If you use Daydream, treat this as a control “requirement page” with an assigned owner, linked procedures, and evidence tasks so you can produce assessor-ready artifacts without rebuilding the story each audit.

Required evidence and artifacts to retain

Retain evidence that proves requirements exist and operate. Typical artifacts:

  • PS-7 standard / policy section covering external personnel security requirements and scope. 1
  • RACI matrix for external personnel access (sponsor, approver, provisioner, security reviewer).
  • Contract clauses / addendum that impose your external personnel security requirements on third parties.
  • Access request and approval records for a sample of external users (tickets, IAM logs, approval screenshots).
  • Access inventory of external accounts (export from IAM/SSO/VPN) with owner and end date.
  • Offboarding records showing timely deprovisioning and badge/device return where applicable.
  • Periodic access review evidence (review logs, reviewer sign-off, remediation tickets).
  • Exception records for any deviations (shared accounts, emergency access), including compensating controls and expiration.

Common exam/audit questions and hangups

Expect these lines of questioning:

  1. “How do you define external personnel?” Auditors want a clear scope rule tied to access and data exposure.
  2. “Show me roles and responsibilities.” They look for documented accountability, not tribal knowledge. 1
  3. “Prove access is authorized.” They will sample external accounts and ask for approvals and business justification.
  4. “Prove access is removed.” Orphaned external accounts are a classic finding.

--- Data records ---
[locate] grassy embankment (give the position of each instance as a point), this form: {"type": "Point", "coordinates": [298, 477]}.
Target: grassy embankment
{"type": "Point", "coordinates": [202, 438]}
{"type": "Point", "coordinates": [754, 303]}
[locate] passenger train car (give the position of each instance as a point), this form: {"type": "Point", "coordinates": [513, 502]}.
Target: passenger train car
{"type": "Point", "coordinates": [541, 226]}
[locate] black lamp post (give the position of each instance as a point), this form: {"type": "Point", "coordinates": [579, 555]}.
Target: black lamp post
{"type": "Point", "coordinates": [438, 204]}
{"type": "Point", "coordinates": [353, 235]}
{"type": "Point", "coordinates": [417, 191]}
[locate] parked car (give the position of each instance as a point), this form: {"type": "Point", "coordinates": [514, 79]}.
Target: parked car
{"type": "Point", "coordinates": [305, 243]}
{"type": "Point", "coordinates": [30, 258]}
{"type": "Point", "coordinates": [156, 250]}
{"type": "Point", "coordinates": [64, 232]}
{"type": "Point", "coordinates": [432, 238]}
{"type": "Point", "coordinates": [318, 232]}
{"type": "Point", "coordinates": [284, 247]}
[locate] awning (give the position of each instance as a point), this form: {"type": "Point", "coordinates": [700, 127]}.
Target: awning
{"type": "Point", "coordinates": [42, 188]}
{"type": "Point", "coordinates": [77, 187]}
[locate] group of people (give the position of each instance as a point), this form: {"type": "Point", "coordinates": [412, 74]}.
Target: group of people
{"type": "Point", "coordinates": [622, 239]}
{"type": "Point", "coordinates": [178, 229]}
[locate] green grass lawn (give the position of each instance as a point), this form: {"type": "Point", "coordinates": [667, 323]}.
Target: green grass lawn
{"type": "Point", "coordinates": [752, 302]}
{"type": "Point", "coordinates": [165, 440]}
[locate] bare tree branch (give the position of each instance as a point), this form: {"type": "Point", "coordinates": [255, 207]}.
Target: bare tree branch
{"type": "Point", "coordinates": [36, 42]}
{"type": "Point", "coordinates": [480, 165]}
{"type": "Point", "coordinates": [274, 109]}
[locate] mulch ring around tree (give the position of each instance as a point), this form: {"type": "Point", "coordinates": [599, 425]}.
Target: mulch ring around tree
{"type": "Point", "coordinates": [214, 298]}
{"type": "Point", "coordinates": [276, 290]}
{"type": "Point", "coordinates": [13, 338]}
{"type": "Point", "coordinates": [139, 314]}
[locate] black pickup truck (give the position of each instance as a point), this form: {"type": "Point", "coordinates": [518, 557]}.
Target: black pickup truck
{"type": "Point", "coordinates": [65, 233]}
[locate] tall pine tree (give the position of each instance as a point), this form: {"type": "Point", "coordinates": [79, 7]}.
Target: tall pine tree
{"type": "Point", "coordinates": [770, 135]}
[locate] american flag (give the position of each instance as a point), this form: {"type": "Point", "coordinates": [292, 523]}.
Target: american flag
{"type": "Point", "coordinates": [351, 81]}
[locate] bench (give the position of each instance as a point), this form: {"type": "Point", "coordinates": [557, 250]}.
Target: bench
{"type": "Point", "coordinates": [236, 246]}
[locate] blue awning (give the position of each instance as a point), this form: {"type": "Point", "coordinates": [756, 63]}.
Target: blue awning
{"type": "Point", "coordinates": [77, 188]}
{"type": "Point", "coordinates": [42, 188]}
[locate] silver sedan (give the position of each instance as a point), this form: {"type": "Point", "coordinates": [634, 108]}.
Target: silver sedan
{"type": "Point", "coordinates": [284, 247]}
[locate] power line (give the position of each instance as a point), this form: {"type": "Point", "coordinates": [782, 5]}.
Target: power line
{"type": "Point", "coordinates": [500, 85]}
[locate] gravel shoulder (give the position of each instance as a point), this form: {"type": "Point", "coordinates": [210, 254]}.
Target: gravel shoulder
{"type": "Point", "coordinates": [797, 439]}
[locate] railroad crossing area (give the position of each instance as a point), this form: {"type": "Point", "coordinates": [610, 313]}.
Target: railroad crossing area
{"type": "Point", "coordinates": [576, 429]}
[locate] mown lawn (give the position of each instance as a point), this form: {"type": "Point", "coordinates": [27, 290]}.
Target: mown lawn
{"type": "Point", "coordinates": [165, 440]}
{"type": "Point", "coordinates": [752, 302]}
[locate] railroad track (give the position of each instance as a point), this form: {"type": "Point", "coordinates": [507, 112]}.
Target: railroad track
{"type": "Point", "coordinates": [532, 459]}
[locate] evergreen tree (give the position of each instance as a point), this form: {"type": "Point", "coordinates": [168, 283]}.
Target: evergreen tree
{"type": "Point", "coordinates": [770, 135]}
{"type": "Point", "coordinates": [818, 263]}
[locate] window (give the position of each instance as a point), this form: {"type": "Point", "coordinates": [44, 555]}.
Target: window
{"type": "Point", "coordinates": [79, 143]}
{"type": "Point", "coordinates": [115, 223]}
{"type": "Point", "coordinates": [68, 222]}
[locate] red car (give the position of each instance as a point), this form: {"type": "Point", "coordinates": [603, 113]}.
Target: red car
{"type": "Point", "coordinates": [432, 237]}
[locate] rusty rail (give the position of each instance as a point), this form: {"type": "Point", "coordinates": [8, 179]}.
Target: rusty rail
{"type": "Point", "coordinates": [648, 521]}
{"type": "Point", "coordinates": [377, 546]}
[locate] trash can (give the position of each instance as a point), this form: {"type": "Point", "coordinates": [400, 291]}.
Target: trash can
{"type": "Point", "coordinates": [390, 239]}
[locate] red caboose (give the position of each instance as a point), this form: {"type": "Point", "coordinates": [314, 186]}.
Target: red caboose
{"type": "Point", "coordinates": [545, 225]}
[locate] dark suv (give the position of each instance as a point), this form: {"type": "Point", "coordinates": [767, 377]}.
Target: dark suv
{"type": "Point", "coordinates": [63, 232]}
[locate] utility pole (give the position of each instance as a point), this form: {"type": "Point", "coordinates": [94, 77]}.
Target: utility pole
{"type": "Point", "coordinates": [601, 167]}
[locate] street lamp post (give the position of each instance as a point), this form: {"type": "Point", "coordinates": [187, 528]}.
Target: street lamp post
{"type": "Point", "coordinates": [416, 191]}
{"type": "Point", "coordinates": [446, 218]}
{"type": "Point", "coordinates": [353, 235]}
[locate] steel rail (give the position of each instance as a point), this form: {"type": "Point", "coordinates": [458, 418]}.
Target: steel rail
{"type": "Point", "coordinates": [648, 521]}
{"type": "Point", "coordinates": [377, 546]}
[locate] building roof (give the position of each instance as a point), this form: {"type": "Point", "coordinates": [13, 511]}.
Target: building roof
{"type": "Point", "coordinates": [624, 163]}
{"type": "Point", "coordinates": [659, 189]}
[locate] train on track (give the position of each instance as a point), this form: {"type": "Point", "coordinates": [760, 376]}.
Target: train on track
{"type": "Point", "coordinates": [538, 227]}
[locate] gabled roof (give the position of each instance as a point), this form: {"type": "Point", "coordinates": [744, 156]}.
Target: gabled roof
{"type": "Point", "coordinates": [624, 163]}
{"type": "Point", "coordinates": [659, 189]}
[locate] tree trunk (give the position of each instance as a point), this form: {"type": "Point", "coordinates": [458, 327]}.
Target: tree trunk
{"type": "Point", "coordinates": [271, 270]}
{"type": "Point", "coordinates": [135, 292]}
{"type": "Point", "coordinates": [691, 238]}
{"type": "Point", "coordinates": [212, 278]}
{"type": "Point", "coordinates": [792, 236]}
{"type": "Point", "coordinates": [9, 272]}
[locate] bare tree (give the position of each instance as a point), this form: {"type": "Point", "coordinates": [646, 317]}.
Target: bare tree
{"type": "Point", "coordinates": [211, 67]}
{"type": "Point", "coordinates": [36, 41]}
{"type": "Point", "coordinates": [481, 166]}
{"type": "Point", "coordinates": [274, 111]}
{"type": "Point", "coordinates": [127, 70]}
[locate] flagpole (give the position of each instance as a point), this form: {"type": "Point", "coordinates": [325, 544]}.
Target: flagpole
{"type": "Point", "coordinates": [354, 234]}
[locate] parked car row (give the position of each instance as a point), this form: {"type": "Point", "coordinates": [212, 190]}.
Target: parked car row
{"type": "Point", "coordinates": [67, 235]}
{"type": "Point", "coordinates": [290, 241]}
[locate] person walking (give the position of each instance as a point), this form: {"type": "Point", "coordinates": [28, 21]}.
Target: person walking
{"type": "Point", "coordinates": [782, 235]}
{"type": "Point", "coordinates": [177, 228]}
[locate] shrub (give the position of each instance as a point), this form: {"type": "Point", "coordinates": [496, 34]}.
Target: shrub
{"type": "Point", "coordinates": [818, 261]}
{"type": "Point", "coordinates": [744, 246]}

--- What to work on ---
**1.** In the personnel security excerpt, what kind of external accounts does it call a classic finding?
**2.** Reproduce the personnel security excerpt word for word between "Expect these lines" and "a classic finding.", inclusive.

--- Results by task ---
**1.** Orphaned external accounts.

**2.**
Expect these lines of questioning:

  1. “How do you define external personnel?” Auditors want a clear scope rule tied to access and data exposure.
  2. “Show me roles and responsibilities.” They look for documented accountability, not tribal knowledge. 1
  3. “Prove access is authorized.” They will sample external accounts and ask for approvals and business justification.
  4. “Prove access is removed.” Orphaned external accounts are a classic finding.